**What you should do**
Return each line of the records with nothing changed, pictures excepted.

**Stored data**
------------------------------------------------
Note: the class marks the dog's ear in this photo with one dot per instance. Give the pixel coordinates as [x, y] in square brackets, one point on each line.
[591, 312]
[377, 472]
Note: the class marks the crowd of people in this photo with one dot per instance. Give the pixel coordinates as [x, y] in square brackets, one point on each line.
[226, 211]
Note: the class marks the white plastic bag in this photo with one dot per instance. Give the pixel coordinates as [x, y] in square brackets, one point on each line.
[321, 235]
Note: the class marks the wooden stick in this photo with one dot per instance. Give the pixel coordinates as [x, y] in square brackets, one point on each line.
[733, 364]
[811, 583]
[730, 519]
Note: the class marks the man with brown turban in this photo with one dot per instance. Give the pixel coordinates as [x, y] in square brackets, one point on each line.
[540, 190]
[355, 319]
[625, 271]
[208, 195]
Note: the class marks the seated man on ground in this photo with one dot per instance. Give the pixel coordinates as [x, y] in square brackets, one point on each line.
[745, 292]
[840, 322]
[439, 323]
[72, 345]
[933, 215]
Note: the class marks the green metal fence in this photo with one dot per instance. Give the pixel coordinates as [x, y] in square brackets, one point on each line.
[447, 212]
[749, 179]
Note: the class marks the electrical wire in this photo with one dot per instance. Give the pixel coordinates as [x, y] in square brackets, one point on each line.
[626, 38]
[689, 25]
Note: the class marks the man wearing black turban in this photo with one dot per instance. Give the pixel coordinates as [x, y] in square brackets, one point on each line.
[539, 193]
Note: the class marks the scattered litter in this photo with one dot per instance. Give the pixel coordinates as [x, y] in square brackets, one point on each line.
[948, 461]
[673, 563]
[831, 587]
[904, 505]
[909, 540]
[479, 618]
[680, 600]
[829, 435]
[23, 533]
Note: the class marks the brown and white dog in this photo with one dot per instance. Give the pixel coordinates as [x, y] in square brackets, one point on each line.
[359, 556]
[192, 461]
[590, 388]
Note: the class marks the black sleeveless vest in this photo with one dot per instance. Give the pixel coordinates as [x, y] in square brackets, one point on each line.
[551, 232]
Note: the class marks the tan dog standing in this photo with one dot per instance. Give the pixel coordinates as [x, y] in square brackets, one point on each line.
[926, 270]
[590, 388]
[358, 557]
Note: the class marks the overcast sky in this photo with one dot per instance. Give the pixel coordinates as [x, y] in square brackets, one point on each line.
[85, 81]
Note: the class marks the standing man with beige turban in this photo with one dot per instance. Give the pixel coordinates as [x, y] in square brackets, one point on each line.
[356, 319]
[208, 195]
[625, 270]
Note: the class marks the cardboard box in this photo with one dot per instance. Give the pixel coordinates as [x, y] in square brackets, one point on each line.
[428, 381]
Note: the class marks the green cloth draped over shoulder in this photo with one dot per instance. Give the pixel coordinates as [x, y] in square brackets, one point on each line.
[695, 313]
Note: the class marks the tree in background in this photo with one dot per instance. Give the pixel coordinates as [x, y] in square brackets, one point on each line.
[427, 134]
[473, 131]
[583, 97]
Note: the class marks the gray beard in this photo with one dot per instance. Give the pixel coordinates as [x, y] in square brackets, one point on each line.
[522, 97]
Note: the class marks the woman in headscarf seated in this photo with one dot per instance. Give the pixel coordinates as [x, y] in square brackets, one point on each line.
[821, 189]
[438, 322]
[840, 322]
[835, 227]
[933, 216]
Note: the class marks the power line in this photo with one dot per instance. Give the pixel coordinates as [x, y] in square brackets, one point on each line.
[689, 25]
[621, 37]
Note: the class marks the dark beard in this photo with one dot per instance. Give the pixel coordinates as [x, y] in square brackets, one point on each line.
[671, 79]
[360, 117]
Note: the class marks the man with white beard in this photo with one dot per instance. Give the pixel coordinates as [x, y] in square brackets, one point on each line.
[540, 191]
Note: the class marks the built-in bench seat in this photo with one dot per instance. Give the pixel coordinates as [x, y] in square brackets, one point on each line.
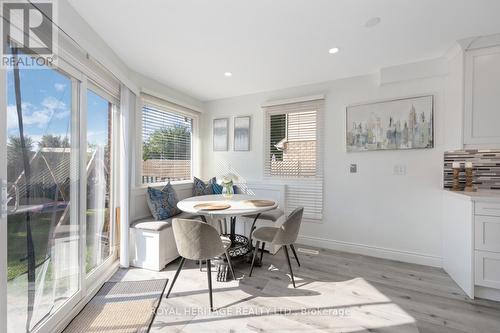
[152, 242]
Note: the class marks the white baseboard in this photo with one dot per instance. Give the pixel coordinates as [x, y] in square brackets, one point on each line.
[373, 251]
[487, 293]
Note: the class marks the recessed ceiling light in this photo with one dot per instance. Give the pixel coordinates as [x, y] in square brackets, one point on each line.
[372, 22]
[333, 50]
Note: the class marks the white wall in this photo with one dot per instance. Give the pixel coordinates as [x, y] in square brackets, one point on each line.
[75, 26]
[373, 211]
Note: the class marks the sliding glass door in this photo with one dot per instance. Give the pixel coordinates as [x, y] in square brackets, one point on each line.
[59, 191]
[99, 215]
[43, 231]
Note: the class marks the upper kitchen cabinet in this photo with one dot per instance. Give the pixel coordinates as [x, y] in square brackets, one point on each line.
[482, 98]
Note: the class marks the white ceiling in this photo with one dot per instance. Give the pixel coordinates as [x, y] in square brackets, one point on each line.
[273, 44]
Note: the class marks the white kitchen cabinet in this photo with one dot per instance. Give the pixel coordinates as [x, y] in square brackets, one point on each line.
[487, 269]
[471, 241]
[482, 98]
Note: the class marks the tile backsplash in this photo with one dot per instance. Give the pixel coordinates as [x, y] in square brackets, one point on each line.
[486, 167]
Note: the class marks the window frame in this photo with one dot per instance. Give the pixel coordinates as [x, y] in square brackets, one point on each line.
[295, 184]
[165, 106]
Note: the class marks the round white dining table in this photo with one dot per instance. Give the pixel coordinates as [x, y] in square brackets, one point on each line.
[239, 205]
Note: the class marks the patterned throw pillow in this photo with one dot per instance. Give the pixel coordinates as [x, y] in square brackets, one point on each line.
[217, 189]
[202, 188]
[162, 203]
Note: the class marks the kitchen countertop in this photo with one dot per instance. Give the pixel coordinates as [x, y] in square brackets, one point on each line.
[480, 195]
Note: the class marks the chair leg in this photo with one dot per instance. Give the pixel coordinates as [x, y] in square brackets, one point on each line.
[220, 227]
[262, 251]
[209, 276]
[295, 254]
[289, 264]
[230, 264]
[253, 258]
[176, 275]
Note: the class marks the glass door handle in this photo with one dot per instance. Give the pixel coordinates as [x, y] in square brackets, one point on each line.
[13, 209]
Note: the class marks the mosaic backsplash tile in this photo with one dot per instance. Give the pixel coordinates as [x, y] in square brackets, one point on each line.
[486, 167]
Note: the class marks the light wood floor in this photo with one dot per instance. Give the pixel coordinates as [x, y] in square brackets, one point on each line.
[336, 292]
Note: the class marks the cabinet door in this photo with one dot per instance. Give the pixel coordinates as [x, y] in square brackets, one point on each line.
[488, 269]
[482, 98]
[487, 233]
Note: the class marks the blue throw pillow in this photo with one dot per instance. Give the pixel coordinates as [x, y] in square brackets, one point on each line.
------------------------------------------------
**Response to this exercise**
Note: the class marks the dog's ear in this photo with one dot per instance. Give the pixel coordinates as [x, y] in square brackets, one point on each line.
[591, 312]
[377, 472]
Note: the class marks the crowd of people in this photo with one dot per instance. Give the pixel coordinates as [x, y] in square brackets, one point on each line.
[226, 211]
Note: the class marks the white plastic bag in this photo with one dot per instance. Give the pixel coordinates as [x, y] in square brackets, one point on each line.
[321, 235]
Note: the class marks the wooden stick in this photo with one dot per instance. Give the pixel coordinates as [x, y] in square brackets, one point on each line.
[733, 364]
[811, 583]
[730, 519]
Note: the class marks the man with brown turban in this photo with one dot per instance. Give the pixel coordinates as [x, y] in square brackets, one point on each line.
[540, 190]
[355, 319]
[625, 271]
[208, 195]
Note: the class marks the seated man on ground in this photo with one dot per instance. Give the pixel coordinates as [x, y] in square brackets, one point on each line.
[745, 292]
[840, 322]
[439, 323]
[72, 345]
[933, 215]
Note: the class marks the green metal fence in this photo with one dot per instance. Give the pixel coordinates as [x, y] in square brackets, one point on each line.
[447, 212]
[749, 179]
Note: the class marks the electrical wire in this photo with one dot per instance. Give the pixel coordinates as [x, y] in square brackets, one point on each line.
[626, 38]
[689, 25]
Note: the class marks the man wearing black turban in this photo with one dot per instance. Give the pixel coordinates as [x, y] in square brackets, one point on each line.
[539, 193]
Note: the class marks the scattered litter in this photo with one dot per instance. Give the pixel coordinates as [x, y] in square brackets, one point on each line.
[948, 461]
[673, 563]
[831, 587]
[904, 505]
[909, 540]
[479, 618]
[680, 600]
[829, 435]
[23, 533]
Note: the class marks the brown and white dog in this photo with one dot per instance. Give the pixel coordinates as [x, y] in square brackets, one point on each line.
[359, 556]
[192, 461]
[590, 388]
Note: the class marks the black sleeveless vest in this photo with one dot per instance. Give the pixel coordinates as [x, y] in square brackets, one point on each line.
[551, 232]
Note: the class marks the tan dog standing in this photo with one dot per instance. Give the pixel coordinates as [x, y] in square brackets, one point on each line.
[926, 270]
[590, 388]
[358, 557]
Note: the class marks the overcast sky in this photo with one dot per instance. Give the pixel coordinates as [x, y] in square brackets, one point on each line.
[85, 81]
Note: the class marks the standing man with beige turban in this photo with one dot per instance. Give the pixel coordinates as [x, y] in square brackets, one point on each line.
[356, 319]
[208, 195]
[625, 270]
Note: the class marks the cardboard box in this photo with one dot per instance. Give the pixel coordinates as [x, y] in square brackets, one point on each line.
[428, 381]
Note: the class marks the green cloth draped over shoulder in this photo with one dot per instance. Give the pixel coordinates as [x, y] in square brackets, one point on each line.
[695, 313]
Note: the class marks the tree in background in this photo with one dot per instance. Give the pixel coordinates as [x, y] in square brackets, one point on each line.
[427, 134]
[473, 131]
[583, 97]
Note: the class marks the gray beard in this photo with one dot per instance. Give the pixel coordinates as [x, y] in square brackets, one point on each line.
[522, 97]
Note: the class marks the woman in headscarf seated in this photo with one dot per instance. Give the pixel coordinates as [x, y] in square brackets, one point on each line.
[821, 189]
[438, 322]
[840, 322]
[835, 227]
[933, 216]
Note: the class marks the power line in this photo with one dot per instance. Give the pixel coordinates as [x, y] in square brackets, one point on each line.
[689, 25]
[621, 37]
Note: the class marks the dark beard in this photo with one dot per instance. Give the pixel coordinates as [x, y] in square brackets, one point on each line.
[671, 79]
[360, 117]
Note: the class marks the man with white beard in this photo with one dot per instance. Give the pixel coordinates as [x, y] in square brackets, one point on each line.
[540, 191]
Note: the class marks the built-in bench seat in this photo with one dot per instance. Give the pixel coordinates as [x, y] in square brackets, one point on each line.
[152, 242]
Note: the class marks the white baseboard in this photo with one dot per instance. Give the pixel coordinates as [x, y] in square brackets, one point on each line.
[373, 251]
[487, 293]
Note: the class marks the recessed ceiling light in this photo with one dot per instance. Give the pixel coordinates as [x, y] in square brackets, one point on each line.
[372, 22]
[333, 50]
Note: the class marks the white wall in this photo with one dot per instance. Give the pixel coordinates as [x, y] in square brackets, one point on each line.
[75, 26]
[373, 211]
Note: the class marks the sliding glass door in this photo with one dot per instance. Give the pixel coordinates as [x, y] in square brackets, one point on each line.
[59, 191]
[99, 215]
[43, 231]
Note: the class marks the upper kitchen cabinet in this photo with one dot per instance. Give the pixel coordinates as [x, y] in square brackets, one point on each line.
[482, 98]
Note: the class marks the white ceiling in this photo with one dot per instance. Give the pixel coordinates as [x, y] in square brackets, one point on each line.
[273, 44]
Note: the class marks the white kitchen cabinet in this photo with one dot per instance. Give the pixel coordinates as [x, y] in square brackets, one point on each line.
[487, 269]
[471, 241]
[482, 98]
Note: the class marks the tile backsplash in this photo with one dot per instance. Give the pixel coordinates as [x, y] in square brackets, one point on each line.
[486, 167]
Note: the class marks the window frame in this photo with one dot per instance. Give the pixel coordinates as [x, y] in square brackets, one point on each line.
[295, 184]
[165, 106]
Note: the class marks the round white dining table in this photo with one dot per instance. Give the pixel coordinates as [x, y] in square brackets, one point on each line.
[239, 205]
Note: the class marks the patterned throw pillow in this photo with one dot per instance. Give the pixel coordinates as [x, y] in square brackets, one point on each line.
[217, 189]
[202, 188]
[162, 203]
Note: the class marks the kitchen countertop in this photo with one dot per instance. Give the pixel coordinates as [x, y] in square brackets, one point on each line.
[480, 195]
Note: the class marks the chair leg in this photo with one dot per instance. Give the pixel coordinates as [x, y] in square brackets, one point on each line.
[220, 227]
[262, 251]
[209, 276]
[295, 254]
[289, 264]
[230, 264]
[253, 258]
[176, 275]
Note: the class marks the glass door handle in this photo with one dot per instance. Give the pixel coordinates as [x, y] in square brackets, one point on each line.
[13, 209]
Note: the class marks the mosaic backsplash tile in this photo with one dot per instance. Give the pixel coordinates as [x, y] in square brackets, one point on each line.
[486, 167]
Note: the class marks the light wood floor in this photo with one dot per instance. Give the pixel coordinates as [x, y] in square brackets, one point on each line.
[336, 292]
Note: the class marks the cabinet door in this photo with one dot per instance. Give the pixel coordinates as [x, y] in square brackets, one point on each line.
[488, 269]
[482, 98]
[487, 233]
Note: the class marks the blue throw pillow in this photo with one dot per instance. Give the pixel coordinates as [x, y] in square brackets, one point on each line.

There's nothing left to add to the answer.